**MATERIAL TO PROCESS**
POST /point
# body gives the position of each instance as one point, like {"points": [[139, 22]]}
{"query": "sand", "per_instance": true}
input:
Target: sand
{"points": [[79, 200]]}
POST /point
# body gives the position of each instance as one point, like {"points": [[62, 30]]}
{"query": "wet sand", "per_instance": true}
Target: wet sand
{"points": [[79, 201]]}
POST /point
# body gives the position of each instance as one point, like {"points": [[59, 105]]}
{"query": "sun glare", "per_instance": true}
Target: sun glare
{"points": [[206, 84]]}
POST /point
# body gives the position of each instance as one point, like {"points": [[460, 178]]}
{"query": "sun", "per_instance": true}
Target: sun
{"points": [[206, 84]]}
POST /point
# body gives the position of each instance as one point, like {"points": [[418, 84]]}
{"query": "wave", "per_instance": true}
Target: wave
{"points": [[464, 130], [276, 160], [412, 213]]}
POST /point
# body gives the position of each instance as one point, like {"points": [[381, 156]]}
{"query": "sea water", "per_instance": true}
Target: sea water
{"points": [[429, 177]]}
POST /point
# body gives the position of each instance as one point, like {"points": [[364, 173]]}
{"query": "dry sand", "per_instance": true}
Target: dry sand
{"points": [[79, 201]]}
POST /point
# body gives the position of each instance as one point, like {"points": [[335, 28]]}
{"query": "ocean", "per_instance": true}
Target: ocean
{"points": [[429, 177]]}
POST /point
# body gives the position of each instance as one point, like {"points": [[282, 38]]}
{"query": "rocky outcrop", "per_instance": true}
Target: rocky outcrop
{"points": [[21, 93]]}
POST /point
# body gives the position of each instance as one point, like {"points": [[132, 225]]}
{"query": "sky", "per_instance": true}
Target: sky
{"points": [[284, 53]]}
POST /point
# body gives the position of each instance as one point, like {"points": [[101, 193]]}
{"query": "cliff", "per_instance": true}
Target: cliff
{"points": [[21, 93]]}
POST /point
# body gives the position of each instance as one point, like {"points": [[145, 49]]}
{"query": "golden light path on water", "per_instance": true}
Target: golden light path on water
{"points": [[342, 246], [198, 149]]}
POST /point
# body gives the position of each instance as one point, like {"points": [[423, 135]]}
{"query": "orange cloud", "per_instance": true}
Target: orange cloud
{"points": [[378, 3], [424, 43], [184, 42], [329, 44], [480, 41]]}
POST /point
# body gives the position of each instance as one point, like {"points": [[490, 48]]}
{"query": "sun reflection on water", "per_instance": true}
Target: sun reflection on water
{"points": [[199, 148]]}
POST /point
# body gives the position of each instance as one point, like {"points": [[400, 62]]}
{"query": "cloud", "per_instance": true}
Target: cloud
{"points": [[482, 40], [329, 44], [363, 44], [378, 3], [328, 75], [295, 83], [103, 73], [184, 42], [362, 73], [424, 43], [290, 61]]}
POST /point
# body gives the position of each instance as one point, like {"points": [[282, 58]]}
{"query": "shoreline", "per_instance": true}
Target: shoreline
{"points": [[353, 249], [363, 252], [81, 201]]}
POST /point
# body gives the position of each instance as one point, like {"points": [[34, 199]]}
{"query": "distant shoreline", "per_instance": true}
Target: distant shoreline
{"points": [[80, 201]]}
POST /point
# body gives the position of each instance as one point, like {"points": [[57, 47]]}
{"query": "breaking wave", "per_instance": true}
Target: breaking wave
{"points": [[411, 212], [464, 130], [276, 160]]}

**REQUIRED WORK**
Retype the entries word for word.

**SOLUTION TO THIS TASK**
POST /point
# body gives the position of each instance as one point, like {"points": [[139, 22]]}
{"query": "sand", "per_instance": true}
input:
Target: sand
{"points": [[79, 200]]}
POST /point
# body gives the position of each instance as one point, like {"points": [[62, 30]]}
{"query": "wet sand", "per_instance": true}
Target: wet sand
{"points": [[79, 201]]}
POST /point
# body gives the position of each instance as one point, like {"points": [[59, 105]]}
{"query": "sun glare", "per_instance": true}
Target: sun glare
{"points": [[206, 84]]}
POST /point
# body gives the position of each instance as one point, like {"points": [[460, 178]]}
{"query": "sun", "per_instance": true}
Target: sun
{"points": [[206, 84]]}
POST /point
# body gives the position of each instance as one point, like {"points": [[418, 84]]}
{"query": "wave", "per_instance": true}
Target: wave
{"points": [[464, 130], [276, 160], [412, 213]]}
POST /point
# body gives the position of each instance as one point, like {"points": [[381, 156]]}
{"query": "sea water", "per_instance": true}
Target: sea water
{"points": [[429, 177]]}
POST /point
# body gives the position of each instance as one point, like {"points": [[364, 173]]}
{"query": "dry sand", "per_instance": true}
Target: dry sand
{"points": [[79, 201]]}
POST /point
# body gives the position of each instance as one point, like {"points": [[335, 28]]}
{"query": "ocean", "per_instance": true}
Target: ocean
{"points": [[429, 177]]}
POST /point
# body gives the position of each instance as one point, like {"points": [[282, 38]]}
{"query": "rocky outcrop", "per_instance": true}
Target: rocky outcrop
{"points": [[21, 93]]}
POST /point
# body gives the position of each instance as one point, like {"points": [[132, 225]]}
{"query": "sky", "per_instance": true}
Target: sky
{"points": [[284, 53]]}
POST /point
# body gives the position of each instance as one point, like {"points": [[101, 193]]}
{"query": "cliff", "per_instance": true}
Target: cliff
{"points": [[21, 93]]}
POST /point
# body gives the position of each instance as one point, like {"points": [[145, 49]]}
{"query": "golden light path on water", "per_instance": true}
Target: golden light path on water
{"points": [[342, 246], [198, 149]]}
POST /point
# body gives the position of each instance as one point, like {"points": [[423, 135]]}
{"query": "orange cloud", "per_instance": true}
Target: orange cloud
{"points": [[378, 3], [424, 43], [184, 42], [329, 44], [480, 41]]}
POST /point
# body gives the position of each instance as one point, like {"points": [[490, 48]]}
{"query": "sun reflection on water", "per_instance": true}
Target: sun reflection on water
{"points": [[199, 148]]}
POST /point
# body gives the position of each instance as one point, like {"points": [[400, 62]]}
{"query": "cloud", "per_instance": true}
Target: cloud
{"points": [[482, 40], [329, 44], [363, 44], [378, 3], [328, 75], [295, 83], [103, 73], [184, 42], [362, 73], [424, 43], [290, 61]]}
POST /point
# body gives the position of each instance as one point, like {"points": [[282, 58]]}
{"query": "shoreline", "per_instance": true}
Target: shoreline
{"points": [[353, 249], [363, 252], [81, 201]]}
POST /point
# body gives the position of each instance as one point, like {"points": [[34, 199]]}
{"query": "distant shoreline", "per_instance": true}
Target: distant shoreline
{"points": [[80, 201]]}
POST /point
# body gives the position of each instance as one point, like {"points": [[57, 47]]}
{"query": "breaking wave", "per_instance": true}
Target: breaking wave
{"points": [[411, 212], [464, 130], [276, 160]]}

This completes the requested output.